> **EXCERPTED DATA**:
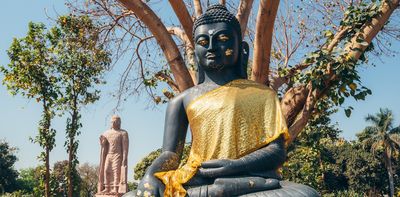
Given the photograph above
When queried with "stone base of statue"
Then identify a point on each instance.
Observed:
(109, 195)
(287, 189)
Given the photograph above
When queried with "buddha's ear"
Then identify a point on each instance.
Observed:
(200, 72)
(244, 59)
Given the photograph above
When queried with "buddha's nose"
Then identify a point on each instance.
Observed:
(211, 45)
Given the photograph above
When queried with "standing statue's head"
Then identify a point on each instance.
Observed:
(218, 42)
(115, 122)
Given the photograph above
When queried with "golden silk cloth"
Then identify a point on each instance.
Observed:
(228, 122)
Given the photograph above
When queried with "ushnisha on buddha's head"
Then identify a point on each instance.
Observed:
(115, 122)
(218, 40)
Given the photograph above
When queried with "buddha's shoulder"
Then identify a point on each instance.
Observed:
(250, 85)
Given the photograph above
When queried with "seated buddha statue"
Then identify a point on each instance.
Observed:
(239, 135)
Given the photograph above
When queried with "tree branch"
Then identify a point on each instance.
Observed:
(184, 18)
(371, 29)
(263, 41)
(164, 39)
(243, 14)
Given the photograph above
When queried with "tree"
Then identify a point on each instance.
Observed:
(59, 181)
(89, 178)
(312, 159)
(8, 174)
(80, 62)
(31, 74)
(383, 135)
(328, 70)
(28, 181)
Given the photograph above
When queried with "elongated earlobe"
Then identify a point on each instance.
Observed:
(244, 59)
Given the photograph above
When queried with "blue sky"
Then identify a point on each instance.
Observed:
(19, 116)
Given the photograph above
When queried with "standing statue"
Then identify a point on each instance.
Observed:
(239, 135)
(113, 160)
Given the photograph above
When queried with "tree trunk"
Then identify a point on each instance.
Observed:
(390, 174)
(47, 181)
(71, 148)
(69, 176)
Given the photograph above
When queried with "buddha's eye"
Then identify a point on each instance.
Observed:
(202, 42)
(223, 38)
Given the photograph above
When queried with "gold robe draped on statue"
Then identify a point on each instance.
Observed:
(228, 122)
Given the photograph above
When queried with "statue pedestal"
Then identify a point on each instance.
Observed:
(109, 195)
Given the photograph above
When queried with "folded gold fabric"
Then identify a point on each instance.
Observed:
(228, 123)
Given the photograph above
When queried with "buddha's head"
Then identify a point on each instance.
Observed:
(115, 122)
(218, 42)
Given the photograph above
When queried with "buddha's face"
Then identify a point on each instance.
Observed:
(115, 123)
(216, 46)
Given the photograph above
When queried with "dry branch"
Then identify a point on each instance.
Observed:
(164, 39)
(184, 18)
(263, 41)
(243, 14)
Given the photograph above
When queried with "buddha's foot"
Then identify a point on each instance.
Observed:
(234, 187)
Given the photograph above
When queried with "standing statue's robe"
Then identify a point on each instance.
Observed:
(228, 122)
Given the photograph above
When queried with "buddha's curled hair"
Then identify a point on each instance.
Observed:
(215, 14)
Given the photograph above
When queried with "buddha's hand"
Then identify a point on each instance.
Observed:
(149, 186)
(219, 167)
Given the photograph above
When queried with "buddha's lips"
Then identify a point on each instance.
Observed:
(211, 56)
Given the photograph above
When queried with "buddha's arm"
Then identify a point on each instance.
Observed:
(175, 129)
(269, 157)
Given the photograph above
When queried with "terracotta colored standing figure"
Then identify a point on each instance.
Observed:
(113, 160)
...
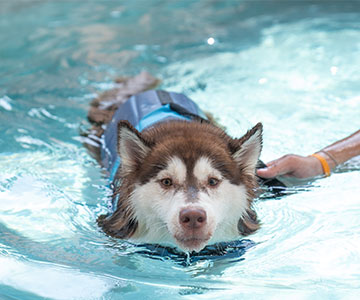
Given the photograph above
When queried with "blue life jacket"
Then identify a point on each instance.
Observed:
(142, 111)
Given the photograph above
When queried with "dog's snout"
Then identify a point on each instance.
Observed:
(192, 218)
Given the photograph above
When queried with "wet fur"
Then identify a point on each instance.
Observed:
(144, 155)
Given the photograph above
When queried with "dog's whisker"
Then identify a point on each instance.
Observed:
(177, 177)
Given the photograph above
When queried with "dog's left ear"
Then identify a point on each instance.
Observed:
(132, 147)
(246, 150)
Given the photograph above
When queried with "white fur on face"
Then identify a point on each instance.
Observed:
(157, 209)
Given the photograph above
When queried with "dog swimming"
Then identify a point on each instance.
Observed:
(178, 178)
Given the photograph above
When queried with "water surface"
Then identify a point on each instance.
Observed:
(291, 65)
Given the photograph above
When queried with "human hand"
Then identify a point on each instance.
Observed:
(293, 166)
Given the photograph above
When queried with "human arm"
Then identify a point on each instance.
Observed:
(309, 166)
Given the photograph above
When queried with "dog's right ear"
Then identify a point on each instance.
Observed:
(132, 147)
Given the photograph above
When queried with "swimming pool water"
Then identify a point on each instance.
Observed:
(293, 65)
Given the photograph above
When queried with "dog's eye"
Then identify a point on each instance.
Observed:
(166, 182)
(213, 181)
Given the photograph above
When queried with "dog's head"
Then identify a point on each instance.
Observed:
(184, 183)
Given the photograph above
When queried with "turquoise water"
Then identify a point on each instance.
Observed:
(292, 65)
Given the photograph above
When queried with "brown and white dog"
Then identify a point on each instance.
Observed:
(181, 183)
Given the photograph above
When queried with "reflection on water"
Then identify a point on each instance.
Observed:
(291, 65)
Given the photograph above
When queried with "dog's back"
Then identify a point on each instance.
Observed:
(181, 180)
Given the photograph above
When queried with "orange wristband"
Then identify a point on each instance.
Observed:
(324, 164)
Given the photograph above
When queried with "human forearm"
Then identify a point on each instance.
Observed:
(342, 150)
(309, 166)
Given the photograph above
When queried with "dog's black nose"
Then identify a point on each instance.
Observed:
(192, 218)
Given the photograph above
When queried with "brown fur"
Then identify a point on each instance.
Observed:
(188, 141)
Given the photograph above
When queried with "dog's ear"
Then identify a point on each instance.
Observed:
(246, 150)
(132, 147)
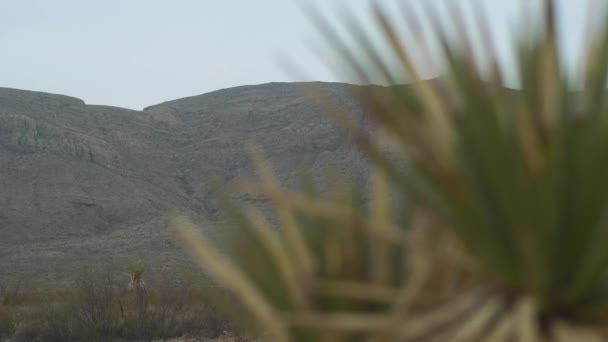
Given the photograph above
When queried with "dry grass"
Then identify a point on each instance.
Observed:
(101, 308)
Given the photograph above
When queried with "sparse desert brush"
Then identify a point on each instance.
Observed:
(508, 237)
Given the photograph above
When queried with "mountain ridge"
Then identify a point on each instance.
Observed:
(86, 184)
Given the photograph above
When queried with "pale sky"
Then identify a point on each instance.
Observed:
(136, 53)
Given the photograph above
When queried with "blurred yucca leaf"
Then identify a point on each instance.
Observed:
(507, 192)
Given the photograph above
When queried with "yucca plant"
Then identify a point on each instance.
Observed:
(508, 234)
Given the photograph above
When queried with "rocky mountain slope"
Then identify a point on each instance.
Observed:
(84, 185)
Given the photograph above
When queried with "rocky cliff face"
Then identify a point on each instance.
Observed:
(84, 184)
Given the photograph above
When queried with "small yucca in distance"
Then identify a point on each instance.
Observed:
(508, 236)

> **DESCRIPTION OF THE TASK**: Lines that include the word "tree" are to be extracted from the data above.

> **RESPONSE AREA**:
When queried with "tree branch"
When queried with "tree"
When queried with "tree trunk"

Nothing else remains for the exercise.